WORK TO DO →
1 – From the blog excerpt below, output the passage from "5.Wear a hat...you" up to and including "cold weather everyone!", copied word for word.
2 – Translate this sentence from the blog excerpt below into Spanish: "I walked to choir this morning, and it was clear and cool and sunny -- but by the time I'd gotten out of the class, it was overcast and threatening to rain."

DOCUMENT EXTRACT →
## start
Amazingly enough, a stuffed animal may be my biggest seller of anything I've sold on ebay to date. It's up to 10.50, and there's still half a day to go yet. Is that exciting or what? I need to list more stuff. Seriously. But Taz? Why is he so popular all of a sudden? Anyway...

TGIF! Which means tomorrow I get to sleep in....no wait, King's Club at Mission Waco. But then I get to come home and ..... write a research paper! But sunday I can .... get up and go to church, study for a Political Science test, Go to youth group and then.......in all my free time between 8 and 12 I can....write a research paper! Wow -- my weekend is suddenly very depressing. I was really looking forward to it..ah well

Wednesday, October 30, 2002

Alright.. we all survived another Wednesday! The rest of the week will be downhill from here! Speaking of weather (Teri) its was strange here. I walked to choir this morning, and it was clear and cool and sunny -- but by the time I'd gotten out of the class, it was overcast and threatening to rain. Strange how quickly it changed. I love cool weather! I have tons of winter clothes (being from the North). An another interesting thing...why is it that I'm always cold when the weather is warm, but as soon as it drops below 65 I'm all toasty. Northerners do know how to dress for the element -- and how to do it so you aren't too bulky to be comfortable. Here are some tricks, as long as the weather stays this nice:

1.Wear nylons/hose underneath your jeans (old ski trick)

2.Wear silk -- a thin knit silk shirt is twice as warm as a cotton sweater

3. LAYER -- its much easier to take stuff off if you're too warm!

4.Two pairs of socks...closed toe shoes.

5.Wear a hat...you lose more than half of your body head through your head...

So, I guess I'll go to sleep now that I've sent the rest of you there with this diatribe! Happy cold weather everyone!

Tuesday, October 29, 2002

Alright, so back to wine people. After a 6 course wine tasting meal with a glass of wine for each course, they all decide to come up and tell me how wonderfully I sang. And then they add the one that makes every legitimate singer cringe.."you sound every bit as good as Charlotte Church" (or Sarah Brightman -- or for guys I assume Andrea Boccelli). And you try to remember that its a compliment. At one point I too loved Sarah Brightman. And fought for the right to call Phantom a TRUE opera. And now I am older and wiser. I realise that Phantom is not an Opera because they use mics. And there is no way that Sarah Brightman could be heard singing those lovely falsetto high notes over the sound of the falling chandelier. But I digress.....It was lovely of them to compliment me. But the same lady who was so nice....five seconds later was complimenting the bus boys...and the pianist...and the winemaker...and I think I even heard her thank the table....
## end
SUPPLIED INFORMATION →
## start
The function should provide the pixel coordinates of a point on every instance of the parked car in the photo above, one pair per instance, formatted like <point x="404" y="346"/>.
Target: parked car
## end
OUTPUTS BY TASK →
1 –
5.Wear a hat...you lose more than half of your body head through your head...

So, I guess I'll go to sleep now that I've sent the rest of you there with this diatribe! Happy cold weather everyone!

2 – Esta mañana fui caminando al coro, y estaba despejado, fresco y soleado, pero para cuando salí de la clase, estaba nublado y amenazaba con llover.